+++ Quelltext +++

Die rhetorische Periode

Donnerstag, 27. März 2008

Die rhetorische Periode ist ein Ordnungsprinzip formaler Sprache, das meine Sicht auf den freien Vers verändert und geschärft hat. Die Ästhetik der Ausgewogenheit von Wiederholung und Variation, aber auch die Freiheit und Flexibilität individueller Musterbildung erzielen eine spezifische Wirkung und üben einen besonderen poetischen Reiz aus.

Die rhetorische Periode

Ich habe früher oft Texte kritisiert, die sich nur durch optische Zeilenumbrüche als Gedichte zu erkennen gaben, sonst aber formal der Prosa entsprachen. Die Kritisierten wandten ein, dass es sich doch um freie Verse handle, aber ich hatte daran stets meine Zweifel. Mit dem Begriff „Vers“ verband ich einen Grad an Formalisierung, der über Prosa hinausgeht; „frei“ bedeutete für mich nur, dass die sprachliche Formalisierung nicht nach dem einheitsstiftenden metrischen Prinzip funktioniert, sondern nach einem fein ausgewogenen Spiel von Wiederholung und Variation, von Dynamik und Pause, Spannung und Entspannung, Regelaufbau und Regelbruch, etc. pp.

In Manfred Fuhrmanns „Antiker Rhetorik“ (im übrigen eine insgesamt sehr empfehlenswerte Lektüre) stieß ich schon vor einigen Jahren auf das formale Prinzip der rhetorischen Periode, das ich für einen wichtigen Aspekt zum Verständnis des freien Verses halte. Das trifft natürlich auch auf den metrischen Vers zu, denn kein zeitliches Ereignis in ihm ist einheitlicher, als die wiederholte Abfolge von Hebung und Senkung. In der rhetorischen Periode haben wir es aber mit syntaktischen Einheiten zu tun, die sich als Kola oder Kommata in einer sehr sorgsam gegliederten Binnenstruktur präsentieren. Zu solchen Kola oder Kommata finden sich Worte, Phrasen und Sätze. Jeder Linguistikstudent wird die hierarchischen Stemma kennen, die sich aus einer Satzanalyse ergeben. Bei einer rhetorischen Periode liegt eine wie auch immer geartete Form von Symmetrie innerhalb dieses Stemmas vor.

+++

• Aufgabe 1: Zitiere aus dem Text zur rhetorischen Periode wörtlich die Stelle, die mit „Donnerstag, 27. März“ beginnt und bis einschließlich „poetischen Reiz aus.“ reicht.
• Aufgabe 2:
Beantworte zum Text zur rhetorischen Periode diese Fragen:
(a) Welches Datum trägt der Text?
(b) In welchem Buch stieß die schreibende Person auf das Prinzip der rhetorischen Periode?
(c) Als was präsentieren sich die syntaktischen Einheiten in der rhetorischen Periode?
Die Daten stehen für sich und haben mit dem Text nichts zu tun.

+++ Datenauszüge +++

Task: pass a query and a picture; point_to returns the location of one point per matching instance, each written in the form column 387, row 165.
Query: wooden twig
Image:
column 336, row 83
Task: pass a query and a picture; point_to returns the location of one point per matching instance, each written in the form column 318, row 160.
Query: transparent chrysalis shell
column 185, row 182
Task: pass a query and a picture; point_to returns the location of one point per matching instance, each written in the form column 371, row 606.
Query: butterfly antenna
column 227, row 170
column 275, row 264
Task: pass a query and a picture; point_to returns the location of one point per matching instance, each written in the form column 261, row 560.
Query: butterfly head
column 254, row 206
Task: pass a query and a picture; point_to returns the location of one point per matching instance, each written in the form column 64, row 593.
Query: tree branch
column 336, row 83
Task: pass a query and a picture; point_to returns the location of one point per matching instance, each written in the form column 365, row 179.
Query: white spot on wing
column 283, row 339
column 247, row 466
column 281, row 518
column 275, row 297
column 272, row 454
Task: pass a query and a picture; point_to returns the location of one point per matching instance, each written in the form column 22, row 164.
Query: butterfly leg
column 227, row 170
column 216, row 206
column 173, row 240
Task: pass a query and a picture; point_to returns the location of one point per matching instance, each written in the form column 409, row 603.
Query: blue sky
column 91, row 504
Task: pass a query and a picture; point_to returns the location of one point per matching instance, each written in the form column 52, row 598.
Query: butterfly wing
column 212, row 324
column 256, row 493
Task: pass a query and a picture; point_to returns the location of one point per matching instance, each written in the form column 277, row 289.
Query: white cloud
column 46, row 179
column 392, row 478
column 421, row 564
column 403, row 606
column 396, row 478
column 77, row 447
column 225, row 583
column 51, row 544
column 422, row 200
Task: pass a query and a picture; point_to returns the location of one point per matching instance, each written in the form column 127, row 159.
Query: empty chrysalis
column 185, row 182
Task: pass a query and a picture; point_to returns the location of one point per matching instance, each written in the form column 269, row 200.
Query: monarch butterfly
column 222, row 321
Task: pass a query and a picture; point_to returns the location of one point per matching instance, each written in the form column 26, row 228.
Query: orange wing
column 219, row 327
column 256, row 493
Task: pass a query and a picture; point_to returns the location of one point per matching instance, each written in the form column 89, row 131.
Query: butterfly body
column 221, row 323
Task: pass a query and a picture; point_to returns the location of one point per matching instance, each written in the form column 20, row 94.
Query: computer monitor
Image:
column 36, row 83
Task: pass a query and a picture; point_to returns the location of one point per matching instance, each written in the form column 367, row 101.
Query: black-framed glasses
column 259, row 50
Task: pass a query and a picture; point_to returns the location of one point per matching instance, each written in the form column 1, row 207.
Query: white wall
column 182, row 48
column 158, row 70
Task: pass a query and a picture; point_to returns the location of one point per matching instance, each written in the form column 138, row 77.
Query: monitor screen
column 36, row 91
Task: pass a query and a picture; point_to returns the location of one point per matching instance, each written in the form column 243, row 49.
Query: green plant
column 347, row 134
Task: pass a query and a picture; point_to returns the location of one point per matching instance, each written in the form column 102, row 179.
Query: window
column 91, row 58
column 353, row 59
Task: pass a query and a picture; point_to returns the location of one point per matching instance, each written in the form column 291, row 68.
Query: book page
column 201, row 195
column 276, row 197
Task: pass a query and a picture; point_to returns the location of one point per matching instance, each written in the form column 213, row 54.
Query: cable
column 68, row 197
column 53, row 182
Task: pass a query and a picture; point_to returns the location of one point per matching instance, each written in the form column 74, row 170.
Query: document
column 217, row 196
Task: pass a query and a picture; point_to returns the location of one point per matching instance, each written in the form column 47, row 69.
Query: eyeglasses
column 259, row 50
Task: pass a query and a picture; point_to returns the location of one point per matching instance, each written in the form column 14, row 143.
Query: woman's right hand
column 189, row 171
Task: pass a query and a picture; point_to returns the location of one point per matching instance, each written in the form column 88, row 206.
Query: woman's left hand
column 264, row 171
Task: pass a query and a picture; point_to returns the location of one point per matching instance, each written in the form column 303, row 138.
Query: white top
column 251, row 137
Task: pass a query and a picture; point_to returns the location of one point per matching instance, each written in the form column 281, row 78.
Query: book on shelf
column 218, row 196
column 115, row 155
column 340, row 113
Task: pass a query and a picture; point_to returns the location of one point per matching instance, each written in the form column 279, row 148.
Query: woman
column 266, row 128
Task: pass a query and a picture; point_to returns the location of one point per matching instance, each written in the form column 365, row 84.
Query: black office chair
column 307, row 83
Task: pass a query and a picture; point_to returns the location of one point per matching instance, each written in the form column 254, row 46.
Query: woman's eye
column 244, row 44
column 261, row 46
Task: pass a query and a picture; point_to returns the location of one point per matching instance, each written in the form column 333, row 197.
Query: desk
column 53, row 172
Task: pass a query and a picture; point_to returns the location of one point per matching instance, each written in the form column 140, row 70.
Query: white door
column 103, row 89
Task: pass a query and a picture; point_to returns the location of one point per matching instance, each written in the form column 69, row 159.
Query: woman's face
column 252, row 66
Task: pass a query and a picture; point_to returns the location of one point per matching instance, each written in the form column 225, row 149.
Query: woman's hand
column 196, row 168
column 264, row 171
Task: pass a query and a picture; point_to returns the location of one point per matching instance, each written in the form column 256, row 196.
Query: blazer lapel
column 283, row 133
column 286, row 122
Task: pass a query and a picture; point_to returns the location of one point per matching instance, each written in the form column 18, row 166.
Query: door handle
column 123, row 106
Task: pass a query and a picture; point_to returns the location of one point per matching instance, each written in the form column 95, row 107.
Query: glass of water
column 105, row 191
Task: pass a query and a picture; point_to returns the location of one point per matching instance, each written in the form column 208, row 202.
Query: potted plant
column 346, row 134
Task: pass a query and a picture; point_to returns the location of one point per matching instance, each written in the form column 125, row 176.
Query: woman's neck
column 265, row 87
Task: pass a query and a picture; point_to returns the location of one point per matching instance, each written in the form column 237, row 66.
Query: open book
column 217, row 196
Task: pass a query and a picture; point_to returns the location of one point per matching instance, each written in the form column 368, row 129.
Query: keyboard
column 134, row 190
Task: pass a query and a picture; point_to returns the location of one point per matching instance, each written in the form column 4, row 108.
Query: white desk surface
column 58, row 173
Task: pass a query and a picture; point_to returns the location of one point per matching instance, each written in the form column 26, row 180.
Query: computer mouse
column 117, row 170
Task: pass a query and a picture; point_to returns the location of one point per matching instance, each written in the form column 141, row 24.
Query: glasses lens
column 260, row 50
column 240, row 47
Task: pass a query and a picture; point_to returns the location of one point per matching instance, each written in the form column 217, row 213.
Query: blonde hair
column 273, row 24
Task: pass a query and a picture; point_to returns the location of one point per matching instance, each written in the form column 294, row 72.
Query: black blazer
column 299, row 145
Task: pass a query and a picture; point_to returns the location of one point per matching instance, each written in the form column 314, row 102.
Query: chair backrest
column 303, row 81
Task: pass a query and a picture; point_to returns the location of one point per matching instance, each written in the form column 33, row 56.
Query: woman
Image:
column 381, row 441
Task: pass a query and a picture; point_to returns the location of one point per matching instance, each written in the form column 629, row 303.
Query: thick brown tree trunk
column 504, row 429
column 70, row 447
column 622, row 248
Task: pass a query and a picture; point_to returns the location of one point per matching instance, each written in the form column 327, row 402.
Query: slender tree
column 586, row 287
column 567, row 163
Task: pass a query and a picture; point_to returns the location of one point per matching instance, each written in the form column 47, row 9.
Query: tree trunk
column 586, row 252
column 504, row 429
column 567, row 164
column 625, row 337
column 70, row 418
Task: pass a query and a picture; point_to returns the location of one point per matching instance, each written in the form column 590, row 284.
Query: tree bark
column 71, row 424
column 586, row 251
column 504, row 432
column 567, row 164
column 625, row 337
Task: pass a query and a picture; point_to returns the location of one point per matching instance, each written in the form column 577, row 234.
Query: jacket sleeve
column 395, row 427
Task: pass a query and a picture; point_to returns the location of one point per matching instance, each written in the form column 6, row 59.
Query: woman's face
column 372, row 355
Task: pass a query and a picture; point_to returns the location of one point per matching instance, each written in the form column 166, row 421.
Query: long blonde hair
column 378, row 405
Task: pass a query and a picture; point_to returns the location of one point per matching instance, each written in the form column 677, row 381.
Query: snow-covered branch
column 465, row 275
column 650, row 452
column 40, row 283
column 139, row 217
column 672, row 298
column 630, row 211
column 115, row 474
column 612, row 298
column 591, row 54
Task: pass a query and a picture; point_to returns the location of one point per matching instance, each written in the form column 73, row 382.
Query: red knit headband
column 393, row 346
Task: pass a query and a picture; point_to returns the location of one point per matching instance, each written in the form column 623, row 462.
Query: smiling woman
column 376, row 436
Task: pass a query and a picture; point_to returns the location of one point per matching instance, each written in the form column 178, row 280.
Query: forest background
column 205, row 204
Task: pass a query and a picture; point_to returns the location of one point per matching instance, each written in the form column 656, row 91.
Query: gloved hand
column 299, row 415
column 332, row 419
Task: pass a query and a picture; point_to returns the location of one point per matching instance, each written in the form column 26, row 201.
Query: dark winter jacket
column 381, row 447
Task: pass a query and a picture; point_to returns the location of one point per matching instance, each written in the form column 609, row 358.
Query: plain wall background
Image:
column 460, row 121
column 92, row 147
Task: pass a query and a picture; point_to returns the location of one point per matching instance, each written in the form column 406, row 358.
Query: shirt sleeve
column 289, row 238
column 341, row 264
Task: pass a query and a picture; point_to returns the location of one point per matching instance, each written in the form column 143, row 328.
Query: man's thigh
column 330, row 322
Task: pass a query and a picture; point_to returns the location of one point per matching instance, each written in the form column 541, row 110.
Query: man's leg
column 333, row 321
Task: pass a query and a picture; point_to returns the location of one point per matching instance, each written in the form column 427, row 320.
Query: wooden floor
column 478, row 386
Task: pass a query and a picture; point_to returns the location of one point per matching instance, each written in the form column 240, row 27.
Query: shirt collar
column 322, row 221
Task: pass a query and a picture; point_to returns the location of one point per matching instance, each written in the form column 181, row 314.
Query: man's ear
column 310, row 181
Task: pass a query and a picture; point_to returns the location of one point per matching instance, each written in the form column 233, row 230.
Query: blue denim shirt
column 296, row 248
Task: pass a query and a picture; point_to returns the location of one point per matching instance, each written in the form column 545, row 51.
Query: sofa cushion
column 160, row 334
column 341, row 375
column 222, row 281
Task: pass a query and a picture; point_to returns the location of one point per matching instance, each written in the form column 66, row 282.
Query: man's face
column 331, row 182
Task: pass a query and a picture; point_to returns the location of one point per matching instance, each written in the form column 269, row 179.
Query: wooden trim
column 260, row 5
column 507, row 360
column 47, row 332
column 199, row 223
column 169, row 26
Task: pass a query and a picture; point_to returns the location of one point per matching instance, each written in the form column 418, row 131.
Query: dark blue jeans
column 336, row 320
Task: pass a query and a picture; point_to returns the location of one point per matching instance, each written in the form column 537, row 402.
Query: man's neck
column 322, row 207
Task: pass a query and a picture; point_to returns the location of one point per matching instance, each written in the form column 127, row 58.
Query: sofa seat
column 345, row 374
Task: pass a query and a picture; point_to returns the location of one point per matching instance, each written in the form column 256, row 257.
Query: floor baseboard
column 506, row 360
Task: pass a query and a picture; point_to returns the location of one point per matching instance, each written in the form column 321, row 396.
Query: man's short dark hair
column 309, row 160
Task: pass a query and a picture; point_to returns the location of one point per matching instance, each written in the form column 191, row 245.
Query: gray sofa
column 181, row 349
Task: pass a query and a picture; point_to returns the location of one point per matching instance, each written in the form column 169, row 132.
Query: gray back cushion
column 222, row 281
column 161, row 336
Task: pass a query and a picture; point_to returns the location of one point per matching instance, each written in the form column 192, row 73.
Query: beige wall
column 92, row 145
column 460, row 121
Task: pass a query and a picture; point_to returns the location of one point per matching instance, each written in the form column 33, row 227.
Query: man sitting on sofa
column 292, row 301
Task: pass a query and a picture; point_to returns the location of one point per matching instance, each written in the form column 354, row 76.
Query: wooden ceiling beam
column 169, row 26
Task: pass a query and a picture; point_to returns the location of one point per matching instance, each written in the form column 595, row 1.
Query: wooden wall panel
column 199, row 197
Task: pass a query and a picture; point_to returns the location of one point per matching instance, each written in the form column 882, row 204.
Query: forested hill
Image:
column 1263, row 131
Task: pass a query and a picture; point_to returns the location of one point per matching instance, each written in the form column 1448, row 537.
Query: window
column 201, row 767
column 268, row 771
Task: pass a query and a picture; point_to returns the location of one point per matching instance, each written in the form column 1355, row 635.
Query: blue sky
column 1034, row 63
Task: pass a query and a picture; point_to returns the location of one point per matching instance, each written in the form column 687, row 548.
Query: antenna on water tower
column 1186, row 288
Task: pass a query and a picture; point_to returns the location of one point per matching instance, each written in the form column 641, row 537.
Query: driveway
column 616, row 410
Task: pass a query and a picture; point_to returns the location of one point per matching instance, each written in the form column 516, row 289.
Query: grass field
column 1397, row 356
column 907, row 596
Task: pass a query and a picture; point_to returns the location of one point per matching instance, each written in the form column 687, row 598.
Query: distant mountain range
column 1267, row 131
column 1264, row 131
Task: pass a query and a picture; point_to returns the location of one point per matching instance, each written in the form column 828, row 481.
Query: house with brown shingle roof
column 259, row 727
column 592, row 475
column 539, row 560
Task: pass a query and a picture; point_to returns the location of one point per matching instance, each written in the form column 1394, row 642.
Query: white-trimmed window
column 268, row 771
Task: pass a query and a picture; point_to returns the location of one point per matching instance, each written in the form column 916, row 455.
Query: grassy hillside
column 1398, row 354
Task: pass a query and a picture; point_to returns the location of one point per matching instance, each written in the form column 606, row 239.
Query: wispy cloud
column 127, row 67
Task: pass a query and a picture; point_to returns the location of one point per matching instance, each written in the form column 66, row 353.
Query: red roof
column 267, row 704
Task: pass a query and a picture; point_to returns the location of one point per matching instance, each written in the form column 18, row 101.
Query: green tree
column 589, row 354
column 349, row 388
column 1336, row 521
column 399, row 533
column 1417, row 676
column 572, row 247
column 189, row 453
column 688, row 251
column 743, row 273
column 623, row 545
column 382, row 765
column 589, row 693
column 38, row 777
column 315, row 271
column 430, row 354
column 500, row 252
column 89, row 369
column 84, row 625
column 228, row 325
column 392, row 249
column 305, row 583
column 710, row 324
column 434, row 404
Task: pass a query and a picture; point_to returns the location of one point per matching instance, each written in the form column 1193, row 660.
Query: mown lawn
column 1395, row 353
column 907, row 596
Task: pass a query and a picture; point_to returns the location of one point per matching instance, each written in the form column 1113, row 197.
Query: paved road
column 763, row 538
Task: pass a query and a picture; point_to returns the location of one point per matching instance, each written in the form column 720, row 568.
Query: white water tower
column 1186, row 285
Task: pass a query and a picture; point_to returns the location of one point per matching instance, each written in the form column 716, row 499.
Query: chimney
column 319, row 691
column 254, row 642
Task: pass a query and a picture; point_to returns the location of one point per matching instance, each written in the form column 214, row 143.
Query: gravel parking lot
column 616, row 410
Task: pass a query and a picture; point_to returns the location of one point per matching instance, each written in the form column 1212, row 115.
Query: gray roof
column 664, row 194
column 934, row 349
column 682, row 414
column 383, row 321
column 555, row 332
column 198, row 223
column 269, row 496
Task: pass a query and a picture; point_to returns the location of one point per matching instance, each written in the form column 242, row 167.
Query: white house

+++

• Ausgabe 1:
Donnerstag, 27. März 2008

Die rhetorische Periode ist ein Ordnungsprinzip formaler Sprache, das meine Sicht auf den freien Vers verändert und geschärft hat. Die Ästhetik der Ausgewogenheit von Wiederholung und Variation, aber auch die Freiheit und Flexibilität individueller Musterbildung erzielen eine spezifische Wirkung und üben einen besonderen poetischen Reiz aus.

• Ausgabe 2:
(a) Donnerstag, 27. März 2008
(b) In Manfred Fuhrmanns „Antiker Rhetorik“
(c) Als Kola oder Kommata in einer sehr sorgsam gegliederten Binnenstruktur